++++ Dataset records
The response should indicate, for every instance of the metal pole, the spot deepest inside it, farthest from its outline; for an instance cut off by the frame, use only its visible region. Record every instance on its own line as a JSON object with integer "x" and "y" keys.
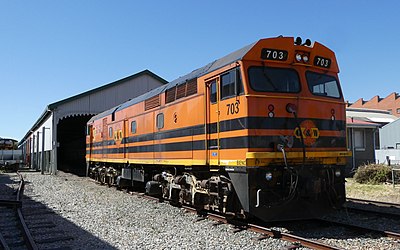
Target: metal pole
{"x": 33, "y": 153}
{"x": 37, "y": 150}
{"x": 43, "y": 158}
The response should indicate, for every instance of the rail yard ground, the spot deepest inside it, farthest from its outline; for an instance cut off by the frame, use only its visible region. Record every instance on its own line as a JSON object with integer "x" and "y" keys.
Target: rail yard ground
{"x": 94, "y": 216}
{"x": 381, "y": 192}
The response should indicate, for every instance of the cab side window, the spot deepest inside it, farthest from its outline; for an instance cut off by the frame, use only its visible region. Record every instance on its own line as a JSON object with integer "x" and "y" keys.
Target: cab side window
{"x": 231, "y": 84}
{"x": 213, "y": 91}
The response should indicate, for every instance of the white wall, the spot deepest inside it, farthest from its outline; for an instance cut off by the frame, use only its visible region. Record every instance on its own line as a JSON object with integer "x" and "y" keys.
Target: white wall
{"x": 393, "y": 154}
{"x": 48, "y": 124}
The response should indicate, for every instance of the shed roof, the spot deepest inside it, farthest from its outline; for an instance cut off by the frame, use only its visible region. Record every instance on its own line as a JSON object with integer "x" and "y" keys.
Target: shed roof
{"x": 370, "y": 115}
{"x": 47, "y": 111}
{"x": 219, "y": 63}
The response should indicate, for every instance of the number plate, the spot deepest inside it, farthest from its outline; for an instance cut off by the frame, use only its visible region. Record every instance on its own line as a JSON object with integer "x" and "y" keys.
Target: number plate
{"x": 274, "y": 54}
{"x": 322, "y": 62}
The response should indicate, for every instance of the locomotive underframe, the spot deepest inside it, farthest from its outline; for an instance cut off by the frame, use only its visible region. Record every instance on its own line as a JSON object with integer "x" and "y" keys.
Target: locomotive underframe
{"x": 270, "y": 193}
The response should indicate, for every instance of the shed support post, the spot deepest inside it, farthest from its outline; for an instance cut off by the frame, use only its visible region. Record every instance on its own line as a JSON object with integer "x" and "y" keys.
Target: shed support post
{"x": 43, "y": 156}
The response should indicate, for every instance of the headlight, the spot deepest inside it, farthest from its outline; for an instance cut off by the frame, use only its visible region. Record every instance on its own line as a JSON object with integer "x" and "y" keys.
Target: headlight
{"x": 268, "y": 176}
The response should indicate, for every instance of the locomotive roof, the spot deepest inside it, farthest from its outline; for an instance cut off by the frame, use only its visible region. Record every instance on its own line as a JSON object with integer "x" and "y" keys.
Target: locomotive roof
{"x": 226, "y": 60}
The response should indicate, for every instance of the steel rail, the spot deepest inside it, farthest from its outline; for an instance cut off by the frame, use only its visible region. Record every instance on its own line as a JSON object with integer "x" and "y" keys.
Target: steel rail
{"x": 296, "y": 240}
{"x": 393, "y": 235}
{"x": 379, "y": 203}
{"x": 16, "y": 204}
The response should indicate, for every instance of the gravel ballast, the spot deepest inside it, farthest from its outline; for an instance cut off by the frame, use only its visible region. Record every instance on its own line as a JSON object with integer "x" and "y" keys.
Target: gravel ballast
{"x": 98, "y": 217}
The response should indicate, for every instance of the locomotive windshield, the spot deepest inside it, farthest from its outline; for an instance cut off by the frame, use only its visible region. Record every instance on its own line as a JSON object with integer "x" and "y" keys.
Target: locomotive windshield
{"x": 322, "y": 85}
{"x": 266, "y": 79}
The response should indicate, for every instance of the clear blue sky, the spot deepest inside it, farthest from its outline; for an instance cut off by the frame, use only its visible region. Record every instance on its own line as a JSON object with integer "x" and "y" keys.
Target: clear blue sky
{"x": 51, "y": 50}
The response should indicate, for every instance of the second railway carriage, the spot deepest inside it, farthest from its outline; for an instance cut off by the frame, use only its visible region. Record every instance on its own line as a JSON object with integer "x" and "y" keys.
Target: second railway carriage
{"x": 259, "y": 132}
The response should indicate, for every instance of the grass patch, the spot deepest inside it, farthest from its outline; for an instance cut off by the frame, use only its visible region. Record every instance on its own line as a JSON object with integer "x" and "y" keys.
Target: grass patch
++++++++
What the task requires: In the records above, locate the lines holding the word "grass". Copy each of them.

Written solution:
The response should indicate, for every instance of the grass patch, the spot deepest inside it, farthest from its outline; for an instance cut off by the frame, use only its visible region. Record every instance on its own line as a JSON object with integer "x" and "y" keys.
Target: grass patch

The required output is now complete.